● Selection

##########

Observability — Metrics, Logs, and Traces Complete Guide

Overview

Observability is the ability to understand the internal state of a system by examining its outputs. Unlike monitoring, which asks “Is the system up?”, observability asks “Why is the system behaving this way?”. The three pillars — metrics, logs, and traces — provide complementary views. Metrics show what is happening over time, logs show what individual components are saying, and traces show how requests flow through distributed systems. Together they enable debugging unknown-unknowns: problems you did not anticipate and therefore did not instrument for.

When to Use

You operate distributed systems where failure is normal and expected
Debugging requires correlating behavior across multiple services
You need to define and measure Service Level Objectives (SLOs)
Mean Time To Recovery (MTTR) must be minimized
You want to move from reactive firefighting to proactive capacity planning

The Three Pillars

Pillar	Question it answers	Example tool
Metrics	What is the system doing?	Prometheus, Datadog, CloudWatch
Logs	What did a specific component say?	Loki, ELK, Splunk, CloudWatch Logs
Traces	Where did a request go and how long?	Jaeger, Tempo, Zipkin, AWS X-Ray

Metrics with Prometheus

# Prometheus scrape config
scrape_configs:
  - job_name: 'api'
    static_configs:
      - targets: ['api:8080']
    metrics_path: '/metrics'

  - job_name: 'kubernetes-pods'
    kubernetes_sd_configs:
      - role: pod
    relabel_configs:
      - source_labels: [__meta_kubernetes_pod_annotation_prometheus_io_scrape]
        action: keep
        regex: true

Key Metric Types

Type	Use case	Example
Counter	Events that only increase	`http_requests_total`
Gauge	Values that go up and down	`memory_usage_bytes`
Histogram	Distributions of values	`request_duration_seconds`
Summary	Pre-computed quantiles	`request_duration_seconds{quantile="0.99"}`

Distributed Tracing with OpenTelemetry

from opentelemetry import trace
from opentelemetry.exporter.otlp.proto.grpc.trace_exporter import OTLPSpanExporter
from opentelemetry.sdk.trace import TracerProvider
from opentelemetry.sdk.trace.export import BatchSpanProcessor

tracer_provider = TracerProvider()

##########

● Given data

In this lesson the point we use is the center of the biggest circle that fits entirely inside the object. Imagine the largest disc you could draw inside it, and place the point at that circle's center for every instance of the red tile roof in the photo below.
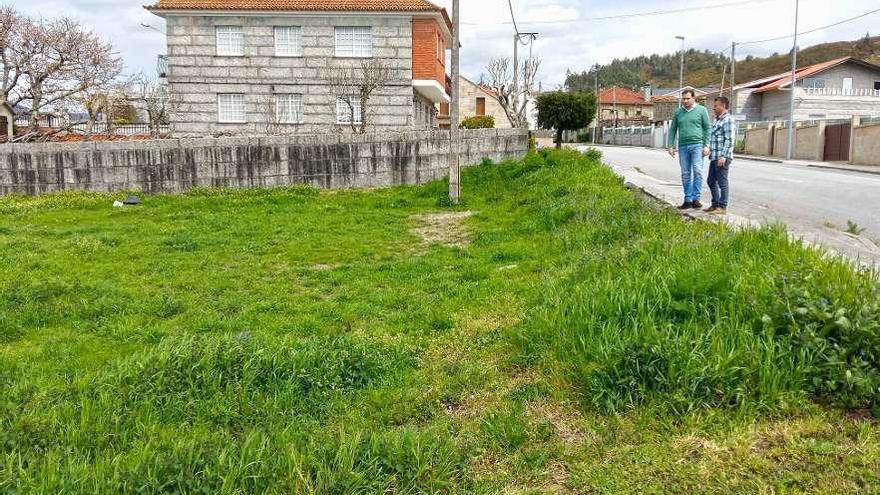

##########

Reproduce word for word everything in the observability guide from "Observability is the" down to "not instrument for.".

Observability is the ability to understand the internal state of a system by examining its outputs. Unlike monitoring, which asks “Is the system up?”, observability asks “Why is the system behaving this way?”. The three pillars — metrics, logs, and traces — provide complementary views. Metrics show what is happening over time, logs show what individual components are saying, and traces show how requests flow through distributed systems. Together they enable debugging unknown-unknowns: problems you did not anticipate and therefore did not instrument for.